◆ **WHAT YOU ARE ASKED TO DO**: All that is needed is the first stretch of the listing below, repeated exactly and ending with the line that contains "box: [98, 251, 152, 292]". Pictures are to be left out.

◆ **DATA SUPPLIED**:
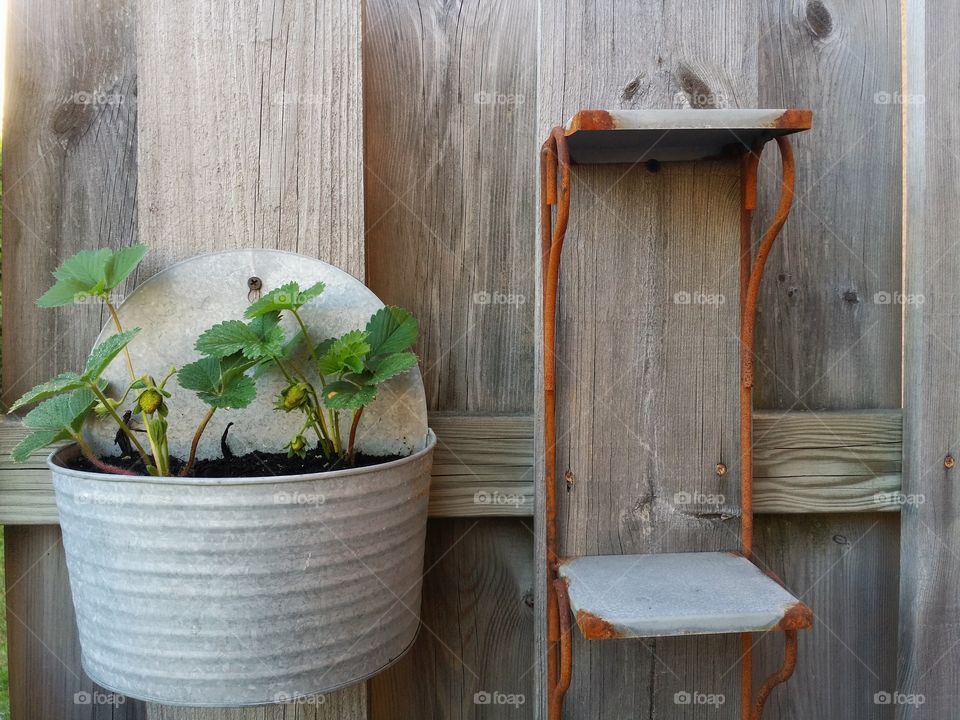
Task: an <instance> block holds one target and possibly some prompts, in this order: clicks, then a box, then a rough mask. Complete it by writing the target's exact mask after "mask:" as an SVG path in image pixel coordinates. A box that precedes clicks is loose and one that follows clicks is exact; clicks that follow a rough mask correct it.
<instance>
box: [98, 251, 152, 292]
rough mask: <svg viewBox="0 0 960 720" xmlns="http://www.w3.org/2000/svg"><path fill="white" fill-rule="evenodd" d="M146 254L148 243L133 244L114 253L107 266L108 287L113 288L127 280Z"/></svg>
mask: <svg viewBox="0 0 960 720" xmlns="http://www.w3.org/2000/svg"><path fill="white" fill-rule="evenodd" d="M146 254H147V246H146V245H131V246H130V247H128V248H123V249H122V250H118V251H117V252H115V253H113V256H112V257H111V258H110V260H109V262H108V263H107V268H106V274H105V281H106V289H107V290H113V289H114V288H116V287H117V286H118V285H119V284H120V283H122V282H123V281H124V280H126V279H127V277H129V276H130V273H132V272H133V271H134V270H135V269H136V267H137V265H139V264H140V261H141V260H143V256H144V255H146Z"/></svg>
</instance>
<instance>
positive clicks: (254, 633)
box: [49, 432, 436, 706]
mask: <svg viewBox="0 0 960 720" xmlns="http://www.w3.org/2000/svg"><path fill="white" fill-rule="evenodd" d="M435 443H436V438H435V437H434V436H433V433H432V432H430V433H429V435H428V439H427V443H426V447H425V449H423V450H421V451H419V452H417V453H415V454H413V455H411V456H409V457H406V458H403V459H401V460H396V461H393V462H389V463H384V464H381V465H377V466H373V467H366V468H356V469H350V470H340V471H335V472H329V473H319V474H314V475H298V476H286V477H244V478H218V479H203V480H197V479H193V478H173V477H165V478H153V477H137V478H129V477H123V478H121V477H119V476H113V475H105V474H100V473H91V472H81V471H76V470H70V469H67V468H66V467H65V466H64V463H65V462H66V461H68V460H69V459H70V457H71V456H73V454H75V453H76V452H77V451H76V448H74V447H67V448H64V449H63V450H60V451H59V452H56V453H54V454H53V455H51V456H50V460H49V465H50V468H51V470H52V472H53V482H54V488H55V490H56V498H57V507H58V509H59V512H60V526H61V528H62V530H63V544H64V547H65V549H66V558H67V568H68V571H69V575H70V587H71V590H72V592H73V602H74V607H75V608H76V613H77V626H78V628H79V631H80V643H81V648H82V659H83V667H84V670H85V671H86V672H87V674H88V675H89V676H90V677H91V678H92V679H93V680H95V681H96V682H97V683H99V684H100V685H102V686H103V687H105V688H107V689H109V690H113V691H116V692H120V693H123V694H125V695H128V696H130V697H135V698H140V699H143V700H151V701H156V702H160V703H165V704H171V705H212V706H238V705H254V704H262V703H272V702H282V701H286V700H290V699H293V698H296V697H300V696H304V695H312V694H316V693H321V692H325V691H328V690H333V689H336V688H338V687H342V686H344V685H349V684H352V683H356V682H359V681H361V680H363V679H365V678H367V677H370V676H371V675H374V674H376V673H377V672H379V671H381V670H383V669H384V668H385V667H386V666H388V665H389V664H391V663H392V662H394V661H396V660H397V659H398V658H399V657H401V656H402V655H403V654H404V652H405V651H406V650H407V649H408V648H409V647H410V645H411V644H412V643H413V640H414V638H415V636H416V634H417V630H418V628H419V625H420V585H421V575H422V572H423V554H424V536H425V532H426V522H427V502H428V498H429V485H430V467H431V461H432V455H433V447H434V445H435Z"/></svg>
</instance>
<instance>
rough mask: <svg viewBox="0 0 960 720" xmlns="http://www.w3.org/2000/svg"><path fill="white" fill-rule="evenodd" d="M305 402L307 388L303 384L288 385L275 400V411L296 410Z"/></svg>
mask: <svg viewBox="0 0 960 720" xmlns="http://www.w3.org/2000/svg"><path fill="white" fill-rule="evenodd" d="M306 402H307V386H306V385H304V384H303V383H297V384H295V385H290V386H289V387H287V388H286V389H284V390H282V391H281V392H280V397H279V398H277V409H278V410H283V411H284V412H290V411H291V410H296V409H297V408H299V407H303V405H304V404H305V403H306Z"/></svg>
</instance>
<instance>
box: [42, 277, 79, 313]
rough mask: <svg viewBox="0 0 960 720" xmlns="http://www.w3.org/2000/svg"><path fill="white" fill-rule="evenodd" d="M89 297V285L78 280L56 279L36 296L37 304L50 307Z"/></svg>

◆ **YOUR SOLUTION**:
Task: an <instance> block holds one target and possibly some prompts, in this order: clicks, then a box, then a rough mask. Complete it by writing the target's exact mask after "mask:" as an SVG path in image pixel coordinates. A box that precedes clicks is loose and one that follows clicks is exact; clicks that follow a rough mask correct it.
<instance>
box: [98, 251, 152, 292]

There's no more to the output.